Go through the data and copy each line where the string "target" appears.

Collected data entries
*** Block opens ***
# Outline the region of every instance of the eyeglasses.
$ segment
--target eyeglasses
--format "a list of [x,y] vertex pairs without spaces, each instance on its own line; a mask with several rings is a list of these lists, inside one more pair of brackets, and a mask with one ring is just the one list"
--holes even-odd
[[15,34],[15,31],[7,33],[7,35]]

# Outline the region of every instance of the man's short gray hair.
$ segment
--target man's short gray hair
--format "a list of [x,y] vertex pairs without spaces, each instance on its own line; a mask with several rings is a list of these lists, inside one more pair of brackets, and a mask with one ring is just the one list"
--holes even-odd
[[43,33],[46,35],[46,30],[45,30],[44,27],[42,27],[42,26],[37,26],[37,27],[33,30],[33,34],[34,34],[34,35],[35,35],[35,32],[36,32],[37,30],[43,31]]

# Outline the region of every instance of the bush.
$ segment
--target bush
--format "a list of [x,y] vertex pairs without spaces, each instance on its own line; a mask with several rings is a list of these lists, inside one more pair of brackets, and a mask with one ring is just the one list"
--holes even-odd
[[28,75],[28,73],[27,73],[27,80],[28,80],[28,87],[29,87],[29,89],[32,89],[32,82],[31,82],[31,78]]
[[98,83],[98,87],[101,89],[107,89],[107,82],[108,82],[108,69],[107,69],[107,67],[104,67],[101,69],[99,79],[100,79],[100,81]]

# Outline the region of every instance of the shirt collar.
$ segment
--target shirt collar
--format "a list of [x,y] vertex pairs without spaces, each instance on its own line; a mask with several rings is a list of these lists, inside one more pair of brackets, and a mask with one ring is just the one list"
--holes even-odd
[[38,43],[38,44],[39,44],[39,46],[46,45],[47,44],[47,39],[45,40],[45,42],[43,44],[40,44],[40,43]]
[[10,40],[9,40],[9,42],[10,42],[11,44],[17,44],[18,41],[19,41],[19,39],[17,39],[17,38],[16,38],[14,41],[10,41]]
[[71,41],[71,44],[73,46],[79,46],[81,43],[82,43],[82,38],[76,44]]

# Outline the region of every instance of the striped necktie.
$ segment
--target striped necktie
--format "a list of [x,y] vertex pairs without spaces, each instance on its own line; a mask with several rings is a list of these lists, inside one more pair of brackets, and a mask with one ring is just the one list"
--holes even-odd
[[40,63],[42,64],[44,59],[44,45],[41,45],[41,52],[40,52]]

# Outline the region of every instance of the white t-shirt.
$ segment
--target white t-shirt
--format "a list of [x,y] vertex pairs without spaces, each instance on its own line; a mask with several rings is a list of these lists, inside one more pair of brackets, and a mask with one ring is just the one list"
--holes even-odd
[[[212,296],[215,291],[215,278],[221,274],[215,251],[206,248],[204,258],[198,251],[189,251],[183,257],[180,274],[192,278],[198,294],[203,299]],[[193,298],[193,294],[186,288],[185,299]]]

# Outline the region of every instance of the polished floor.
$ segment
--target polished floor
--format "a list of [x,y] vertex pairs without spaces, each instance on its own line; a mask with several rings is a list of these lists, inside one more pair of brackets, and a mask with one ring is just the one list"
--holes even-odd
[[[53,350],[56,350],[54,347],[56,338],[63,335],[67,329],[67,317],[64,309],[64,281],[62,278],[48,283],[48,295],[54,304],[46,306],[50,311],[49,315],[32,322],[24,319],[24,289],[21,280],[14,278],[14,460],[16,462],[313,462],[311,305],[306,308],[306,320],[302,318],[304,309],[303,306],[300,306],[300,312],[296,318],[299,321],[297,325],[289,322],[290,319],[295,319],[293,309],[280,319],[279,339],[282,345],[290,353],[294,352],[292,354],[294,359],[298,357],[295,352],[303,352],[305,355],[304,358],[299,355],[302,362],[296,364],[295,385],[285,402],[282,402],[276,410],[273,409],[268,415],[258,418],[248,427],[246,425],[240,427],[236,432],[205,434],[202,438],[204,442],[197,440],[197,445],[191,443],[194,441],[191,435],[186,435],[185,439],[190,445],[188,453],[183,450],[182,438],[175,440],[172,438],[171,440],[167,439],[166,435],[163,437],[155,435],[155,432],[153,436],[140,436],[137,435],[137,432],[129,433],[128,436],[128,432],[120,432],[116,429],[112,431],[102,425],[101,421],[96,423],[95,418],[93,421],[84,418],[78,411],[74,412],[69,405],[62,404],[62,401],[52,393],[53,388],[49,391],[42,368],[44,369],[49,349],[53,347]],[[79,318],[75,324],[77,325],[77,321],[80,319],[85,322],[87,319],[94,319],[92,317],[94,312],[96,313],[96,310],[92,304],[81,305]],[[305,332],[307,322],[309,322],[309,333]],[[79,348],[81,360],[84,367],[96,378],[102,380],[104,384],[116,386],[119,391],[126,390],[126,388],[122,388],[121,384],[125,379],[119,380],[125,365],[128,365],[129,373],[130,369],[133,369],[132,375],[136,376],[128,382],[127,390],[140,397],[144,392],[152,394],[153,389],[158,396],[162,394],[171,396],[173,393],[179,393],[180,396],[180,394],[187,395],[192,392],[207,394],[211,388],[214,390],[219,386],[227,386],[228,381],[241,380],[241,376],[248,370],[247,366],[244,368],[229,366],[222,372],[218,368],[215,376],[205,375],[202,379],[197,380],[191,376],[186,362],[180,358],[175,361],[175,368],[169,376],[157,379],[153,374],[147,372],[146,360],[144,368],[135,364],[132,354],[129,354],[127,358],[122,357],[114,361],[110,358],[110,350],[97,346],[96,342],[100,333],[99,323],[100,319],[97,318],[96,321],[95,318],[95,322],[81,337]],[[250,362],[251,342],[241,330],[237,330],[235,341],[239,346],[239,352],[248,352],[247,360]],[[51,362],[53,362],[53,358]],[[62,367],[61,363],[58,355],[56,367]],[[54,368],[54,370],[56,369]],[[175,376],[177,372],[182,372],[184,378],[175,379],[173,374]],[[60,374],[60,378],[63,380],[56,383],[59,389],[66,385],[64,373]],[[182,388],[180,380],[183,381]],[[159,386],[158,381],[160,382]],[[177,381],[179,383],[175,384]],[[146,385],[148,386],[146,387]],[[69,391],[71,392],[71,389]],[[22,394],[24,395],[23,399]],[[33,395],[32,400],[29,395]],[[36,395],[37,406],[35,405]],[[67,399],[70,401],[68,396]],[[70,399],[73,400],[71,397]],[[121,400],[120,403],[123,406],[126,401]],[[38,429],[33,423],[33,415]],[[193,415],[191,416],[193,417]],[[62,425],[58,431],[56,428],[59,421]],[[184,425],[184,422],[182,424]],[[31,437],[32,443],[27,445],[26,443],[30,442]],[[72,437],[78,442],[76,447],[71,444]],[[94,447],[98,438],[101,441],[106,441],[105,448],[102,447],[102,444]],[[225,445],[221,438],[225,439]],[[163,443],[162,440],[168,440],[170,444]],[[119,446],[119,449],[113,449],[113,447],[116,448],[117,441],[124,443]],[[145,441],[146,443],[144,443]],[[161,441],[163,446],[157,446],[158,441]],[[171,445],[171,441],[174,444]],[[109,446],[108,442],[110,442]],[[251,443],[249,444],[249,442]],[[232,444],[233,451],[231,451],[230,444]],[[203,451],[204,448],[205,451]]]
*** Block closes ***
## ANSWER AREA
--target eyeglasses
--target man's short gray hair
--target bush
--target shirt collar
--target striped necktie
--target white t-shirt
--target polished floor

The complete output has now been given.